Given task: Repeat, exactly and completely, the entries shown underneath.

Labeled-object pointing entries:
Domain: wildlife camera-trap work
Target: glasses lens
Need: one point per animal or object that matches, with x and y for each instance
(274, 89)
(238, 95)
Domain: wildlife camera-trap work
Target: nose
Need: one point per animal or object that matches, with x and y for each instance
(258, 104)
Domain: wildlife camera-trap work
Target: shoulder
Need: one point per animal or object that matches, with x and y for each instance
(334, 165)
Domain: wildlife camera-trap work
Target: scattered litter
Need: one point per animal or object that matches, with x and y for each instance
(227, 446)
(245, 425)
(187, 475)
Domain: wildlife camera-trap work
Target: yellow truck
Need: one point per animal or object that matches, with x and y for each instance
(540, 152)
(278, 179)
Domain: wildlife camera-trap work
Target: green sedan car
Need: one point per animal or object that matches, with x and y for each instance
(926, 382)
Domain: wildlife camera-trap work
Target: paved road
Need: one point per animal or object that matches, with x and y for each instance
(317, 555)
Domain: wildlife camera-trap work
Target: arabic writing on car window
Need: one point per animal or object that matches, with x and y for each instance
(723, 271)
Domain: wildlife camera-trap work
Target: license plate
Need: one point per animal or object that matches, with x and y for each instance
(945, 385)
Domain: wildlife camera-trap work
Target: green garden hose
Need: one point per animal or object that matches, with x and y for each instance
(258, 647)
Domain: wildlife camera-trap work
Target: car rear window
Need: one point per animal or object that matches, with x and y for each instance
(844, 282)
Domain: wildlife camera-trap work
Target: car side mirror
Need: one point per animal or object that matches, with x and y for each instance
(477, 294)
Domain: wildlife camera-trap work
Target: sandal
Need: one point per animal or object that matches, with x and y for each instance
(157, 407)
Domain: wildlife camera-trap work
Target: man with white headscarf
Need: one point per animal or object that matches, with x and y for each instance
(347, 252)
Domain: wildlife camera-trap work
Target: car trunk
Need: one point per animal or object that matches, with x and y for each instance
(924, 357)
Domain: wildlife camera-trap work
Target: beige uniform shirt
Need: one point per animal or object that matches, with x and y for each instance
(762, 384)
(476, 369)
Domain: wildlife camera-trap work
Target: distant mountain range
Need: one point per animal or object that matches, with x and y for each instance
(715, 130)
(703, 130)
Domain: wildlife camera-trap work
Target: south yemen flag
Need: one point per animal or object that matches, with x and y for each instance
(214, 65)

Exercise answer:
Domain: wildlife camera-trap work
Target: glasses lens
Need: one point per animal or object that matches, with x and y for each instance
(274, 89)
(238, 95)
Domain: wildlife camera-trap work
Target: nose
Need: one point per animal or object that matches, with x and y for each instance
(258, 104)
Domain: wildlife camera-trap work
Target: shoulder
Need: one point per animal or object that matches, with x and y for each instance
(334, 165)
Domain: wildlife camera-trap work
Target: scattered litter
Need: one point per animal or object that matches, with x and y for each instance
(227, 446)
(245, 425)
(187, 475)
Domain: wildlife camera-trap work
Target: yellow truck
Need: one point per animal or object that matches, with x and y for each instance
(540, 152)
(278, 179)
Domain: wildlife camera-trap work
Target: green sedan car
Need: one point per animal or object that matches, with x and y for each instance
(926, 382)
Domain: wildlife camera-trap work
Target: paved road
Need: one point per animal or object that matches, with x and y for each instance
(317, 555)
Domain: wildlife camera-trap work
Target: arabic writing on car window
Need: one point per animal or object that matches, with x and y for each instance
(723, 271)
Domain: wildlife camera-trap work
Target: license plate
Need: one point per animal or object that matches, with x and y for each instance
(945, 385)
Domain: wildlife camera-trap work
Target: green garden hose
Need: one point per animal or object that matches, with x and y for each instance
(258, 647)
Domain: wildlife camera-trap work
Target: car rear window
Need: one point per animal or object that matches, with x and y for each instance
(844, 282)
Domain: wildlife camera-trap work
Target: car side mirror
Need: one point per animal or object that matches, with x and y for each instance
(477, 294)
Domain: wildlife camera-trap work
Target: sandal
Need: one point per animal or object that matches, with x and y for each instance
(157, 407)
Domain: wildlife camera-trap work
Target: man with white headscarf
Need: one point per animal or object that matches, with x and y for each instance
(347, 252)
Domain: wildlife camera-trap work
Target: car trunk
Need: one point per animal or object that matches, with x and y for each instance
(924, 357)
Domain: wildlife camera-trap work
Target: beige uniform shirt
Need: one point per animal or object that matches, with x and y for each instance
(762, 384)
(476, 369)
Domain: wildlife camera-trap work
Target: distant mountain range
Need: one point per animal or object that matches, with x and y for each instance
(715, 130)
(703, 130)
Domain: wildlife camera-trap work
Target: south yemen flag
Need: one point per animal or object that matches, with x and y for each instance
(214, 65)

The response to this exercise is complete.